**WORK TASK:** Each entry must be returned exactly. None may be omitted.

**SUPPLIED RECORDS:**
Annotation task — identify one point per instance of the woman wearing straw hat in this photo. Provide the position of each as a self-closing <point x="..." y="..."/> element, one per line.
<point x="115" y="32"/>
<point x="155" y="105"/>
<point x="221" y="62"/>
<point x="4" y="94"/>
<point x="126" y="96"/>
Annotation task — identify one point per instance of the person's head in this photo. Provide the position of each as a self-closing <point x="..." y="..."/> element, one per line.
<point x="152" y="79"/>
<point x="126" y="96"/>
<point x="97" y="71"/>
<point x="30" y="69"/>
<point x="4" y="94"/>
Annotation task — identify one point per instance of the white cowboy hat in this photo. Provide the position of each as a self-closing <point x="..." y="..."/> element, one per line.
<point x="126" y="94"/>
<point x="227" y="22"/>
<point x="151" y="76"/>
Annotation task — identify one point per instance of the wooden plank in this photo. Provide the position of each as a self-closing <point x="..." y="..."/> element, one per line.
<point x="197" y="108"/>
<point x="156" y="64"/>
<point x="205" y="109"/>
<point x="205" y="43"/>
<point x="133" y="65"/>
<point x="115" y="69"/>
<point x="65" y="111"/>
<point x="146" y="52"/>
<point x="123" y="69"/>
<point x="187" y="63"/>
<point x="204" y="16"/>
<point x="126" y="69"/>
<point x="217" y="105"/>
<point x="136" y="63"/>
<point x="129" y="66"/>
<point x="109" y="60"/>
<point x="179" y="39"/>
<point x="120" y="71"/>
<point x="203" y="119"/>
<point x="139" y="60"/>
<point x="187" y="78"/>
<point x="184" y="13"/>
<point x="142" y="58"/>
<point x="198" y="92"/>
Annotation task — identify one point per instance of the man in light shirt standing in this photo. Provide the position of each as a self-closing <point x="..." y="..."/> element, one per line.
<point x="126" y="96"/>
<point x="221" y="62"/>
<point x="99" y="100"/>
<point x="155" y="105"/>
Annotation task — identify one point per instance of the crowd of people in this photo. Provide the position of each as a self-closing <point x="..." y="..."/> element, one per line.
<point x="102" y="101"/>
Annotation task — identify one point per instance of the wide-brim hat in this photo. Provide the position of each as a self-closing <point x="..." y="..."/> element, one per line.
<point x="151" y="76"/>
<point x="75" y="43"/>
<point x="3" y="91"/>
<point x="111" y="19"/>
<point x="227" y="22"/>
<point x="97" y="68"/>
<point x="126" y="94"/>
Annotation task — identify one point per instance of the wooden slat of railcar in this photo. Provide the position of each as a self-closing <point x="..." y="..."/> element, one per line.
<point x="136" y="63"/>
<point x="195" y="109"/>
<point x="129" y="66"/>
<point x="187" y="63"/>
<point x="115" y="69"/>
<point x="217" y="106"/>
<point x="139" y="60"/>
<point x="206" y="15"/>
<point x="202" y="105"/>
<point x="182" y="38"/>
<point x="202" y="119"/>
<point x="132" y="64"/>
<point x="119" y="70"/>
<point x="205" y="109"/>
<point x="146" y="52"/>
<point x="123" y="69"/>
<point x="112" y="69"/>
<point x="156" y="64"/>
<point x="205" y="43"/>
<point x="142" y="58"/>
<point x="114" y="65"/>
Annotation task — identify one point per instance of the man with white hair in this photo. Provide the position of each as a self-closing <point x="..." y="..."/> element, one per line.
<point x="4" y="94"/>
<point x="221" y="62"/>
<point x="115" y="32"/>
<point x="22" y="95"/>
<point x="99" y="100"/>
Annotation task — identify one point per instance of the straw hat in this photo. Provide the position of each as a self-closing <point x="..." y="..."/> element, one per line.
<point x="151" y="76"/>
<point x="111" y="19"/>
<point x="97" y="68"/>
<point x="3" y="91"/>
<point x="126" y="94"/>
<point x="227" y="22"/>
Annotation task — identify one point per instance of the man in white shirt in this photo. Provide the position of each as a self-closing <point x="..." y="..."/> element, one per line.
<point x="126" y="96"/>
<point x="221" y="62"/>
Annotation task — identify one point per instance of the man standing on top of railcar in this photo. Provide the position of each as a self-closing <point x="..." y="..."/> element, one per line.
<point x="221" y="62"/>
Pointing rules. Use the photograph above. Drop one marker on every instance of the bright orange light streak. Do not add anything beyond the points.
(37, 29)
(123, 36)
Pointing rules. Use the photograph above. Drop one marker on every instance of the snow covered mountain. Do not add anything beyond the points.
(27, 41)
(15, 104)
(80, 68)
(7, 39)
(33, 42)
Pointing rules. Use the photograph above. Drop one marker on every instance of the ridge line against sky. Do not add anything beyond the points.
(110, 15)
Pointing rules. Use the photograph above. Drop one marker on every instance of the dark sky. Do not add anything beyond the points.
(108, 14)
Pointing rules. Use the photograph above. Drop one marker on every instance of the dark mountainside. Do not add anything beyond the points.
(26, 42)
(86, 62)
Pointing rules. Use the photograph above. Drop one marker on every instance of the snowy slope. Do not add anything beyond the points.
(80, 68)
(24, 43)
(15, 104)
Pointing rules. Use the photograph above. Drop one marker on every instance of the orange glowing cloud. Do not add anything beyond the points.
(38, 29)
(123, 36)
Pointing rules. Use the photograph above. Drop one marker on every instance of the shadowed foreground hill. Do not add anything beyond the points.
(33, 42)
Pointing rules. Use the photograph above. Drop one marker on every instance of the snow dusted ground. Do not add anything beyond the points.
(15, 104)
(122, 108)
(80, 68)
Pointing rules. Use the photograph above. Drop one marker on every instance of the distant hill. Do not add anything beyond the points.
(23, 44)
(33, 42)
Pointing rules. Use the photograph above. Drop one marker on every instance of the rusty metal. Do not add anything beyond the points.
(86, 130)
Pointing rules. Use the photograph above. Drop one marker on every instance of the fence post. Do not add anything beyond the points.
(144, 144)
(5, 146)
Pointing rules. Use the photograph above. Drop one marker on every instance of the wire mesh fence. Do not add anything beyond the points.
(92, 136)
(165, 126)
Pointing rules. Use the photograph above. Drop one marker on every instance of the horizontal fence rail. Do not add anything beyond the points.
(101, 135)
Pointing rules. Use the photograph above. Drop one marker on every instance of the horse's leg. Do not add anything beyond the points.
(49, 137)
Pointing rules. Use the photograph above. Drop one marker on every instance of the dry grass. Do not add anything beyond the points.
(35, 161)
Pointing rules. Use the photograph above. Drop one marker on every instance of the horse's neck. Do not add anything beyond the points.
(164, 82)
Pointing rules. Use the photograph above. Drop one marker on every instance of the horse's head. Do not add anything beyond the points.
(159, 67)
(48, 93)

**RESULT OF THE TASK:**
Annotation task — identify one point per instance of the woman wearing straw hat in this photo. Provide the position of each as a self-closing <point x="..." y="..."/> element, one per line.
<point x="115" y="32"/>
<point x="155" y="105"/>
<point x="221" y="62"/>
<point x="4" y="94"/>
<point x="126" y="96"/>
Annotation task — identify one point per instance of the person's head in this photo. Provide the position of each as a self-closing <point x="..." y="..."/> element, one per line.
<point x="152" y="79"/>
<point x="126" y="96"/>
<point x="97" y="71"/>
<point x="30" y="69"/>
<point x="4" y="94"/>
Annotation task — identify one point per instance of the white cowboy hat in this photo. Provide the position of each as a self-closing <point x="..." y="..."/> element, one per line.
<point x="126" y="94"/>
<point x="227" y="22"/>
<point x="151" y="76"/>
Annotation task — identify one point per instance of the wooden plank in this photo. Provide the position of each as a self-closing <point x="..." y="..."/> element, one per line.
<point x="197" y="108"/>
<point x="156" y="64"/>
<point x="205" y="109"/>
<point x="205" y="43"/>
<point x="133" y="65"/>
<point x="115" y="69"/>
<point x="65" y="111"/>
<point x="146" y="52"/>
<point x="123" y="69"/>
<point x="187" y="63"/>
<point x="204" y="16"/>
<point x="126" y="69"/>
<point x="217" y="105"/>
<point x="136" y="63"/>
<point x="129" y="66"/>
<point x="109" y="60"/>
<point x="179" y="39"/>
<point x="120" y="71"/>
<point x="203" y="119"/>
<point x="139" y="60"/>
<point x="187" y="78"/>
<point x="184" y="13"/>
<point x="142" y="58"/>
<point x="198" y="92"/>
Annotation task — identify one point per instance of the man in light shirt standing in this photo. Provide the position of each as a self-closing <point x="..." y="..."/> element, one per line.
<point x="126" y="96"/>
<point x="221" y="62"/>
<point x="99" y="100"/>
<point x="155" y="105"/>
Annotation task — identify one point per instance of the crowd of people in this photo. Provide the position of each as a self-closing <point x="..." y="..."/> element, one per line.
<point x="102" y="101"/>
Annotation task — identify one point per instance of the wide-brim hat in this photo. Provide the position of each as a self-closing <point x="..." y="..."/> element, one per line.
<point x="151" y="76"/>
<point x="75" y="43"/>
<point x="3" y="91"/>
<point x="111" y="19"/>
<point x="227" y="22"/>
<point x="97" y="68"/>
<point x="126" y="94"/>
Annotation task — identify one point per instance of the wooden slat of railcar in this photo. Provide the position of each as a self-closing <point x="..." y="..."/> element, one per line.
<point x="136" y="63"/>
<point x="195" y="109"/>
<point x="129" y="66"/>
<point x="187" y="63"/>
<point x="115" y="69"/>
<point x="217" y="106"/>
<point x="139" y="60"/>
<point x="206" y="15"/>
<point x="202" y="105"/>
<point x="182" y="38"/>
<point x="202" y="119"/>
<point x="132" y="64"/>
<point x="119" y="70"/>
<point x="205" y="109"/>
<point x="146" y="52"/>
<point x="123" y="69"/>
<point x="112" y="69"/>
<point x="156" y="64"/>
<point x="205" y="43"/>
<point x="142" y="58"/>
<point x="114" y="65"/>
Annotation task — identify one point per instance of the man with white hair in this photo. Provide the position of each as a self-closing <point x="..." y="..."/> element, one per line.
<point x="4" y="94"/>
<point x="221" y="62"/>
<point x="115" y="32"/>
<point x="22" y="95"/>
<point x="99" y="100"/>
Annotation task — identify one point per instance of the straw hat in this photo. Provide the position of each as a self-closing <point x="..." y="..."/> element, one per line.
<point x="151" y="76"/>
<point x="111" y="19"/>
<point x="97" y="68"/>
<point x="3" y="91"/>
<point x="126" y="94"/>
<point x="227" y="22"/>
Annotation task — identify one point per instance of the man in white shirt in this photo. Provide the position of each as a self-closing <point x="..." y="..."/> element, one per line.
<point x="126" y="96"/>
<point x="221" y="62"/>
Annotation task — identify one point per instance of the man standing on top of railcar in this photo. Provide the position of each as a self-closing <point x="..." y="..."/> element, one per line.
<point x="221" y="62"/>
Pointing rules. Use the photograph above. Drop one marker on every instance of the bright orange light streak. Do not add anything beyond the points.
(37, 29)
(123, 36)
Pointing rules. Use the photograph above. Drop one marker on every instance of the snow covered mountain. Do not add anything beyond the points.
(27, 41)
(15, 104)
(80, 68)
(7, 39)
(33, 42)
Pointing rules. Use the photograph above. Drop one marker on every instance of the ridge line against sky. Do not add anything beyond the points.
(110, 15)
Pointing rules. Use the photograph above. Drop one marker on every instance of the dark sky. Do not add anything beyond the points.
(108, 14)
Pointing rules. Use the photograph above. Drop one marker on every instance of the dark mountainside. Do not add anything beyond the points.
(26, 42)
(86, 62)
Pointing rules. Use the photograph above. Drop one marker on every instance of the snowy slope. Do not add anything beyond the points.
(80, 68)
(24, 43)
(15, 104)
Pointing rules. Use the photograph above. Drop one marker on every instance of the orange glowing cloud. Do not add anything beyond the points.
(38, 29)
(123, 36)
Pointing rules. Use the photograph above. Drop one marker on every instance of the shadowed foreground hill. Do not add anything beyond the points.
(33, 42)
Pointing rules. Use the photograph above. Drop one marker on every instance of the snow dusted ground. Do not add anything beyond the points.
(15, 104)
(122, 108)
(80, 68)
Pointing rules. Use the photograph above. Drop one marker on every instance of the distant hill. Do not add anything beyond the points.
(23, 44)
(33, 42)
Pointing rules. Use the photograph above. Drop one marker on every instance of the rusty metal. Do not add anything beyond the points.
(86, 130)
Pointing rules. Use the photograph above. Drop one marker on every instance of the fence post. Do not add anything beyond the points.
(144, 144)
(5, 146)
Pointing rules. Use the photograph above. Drop one marker on every instance of the wire mesh fence. Do not add anything beyond the points.
(92, 136)
(165, 126)
Pointing rules. Use the photograph above. Drop one marker on every instance of the horizontal fence rail. Do not add anything beyond the points.
(101, 135)
Pointing rules. Use the photograph above. Drop one marker on every instance of the horse's leg. Do not add anything beyond the points.
(49, 137)
Pointing rules. Use the photograph above. Drop one marker on every instance of the dry grass. Do not add anything beyond the points.
(35, 161)
Pointing rules. Use the photograph above. Drop one marker on every instance of the horse's neck. Do not add anything beyond the points.
(164, 82)
Pointing rules. Use the photograph above. Drop one marker on every instance of the horse's head. Do not add anything beyond the points.
(159, 67)
(48, 93)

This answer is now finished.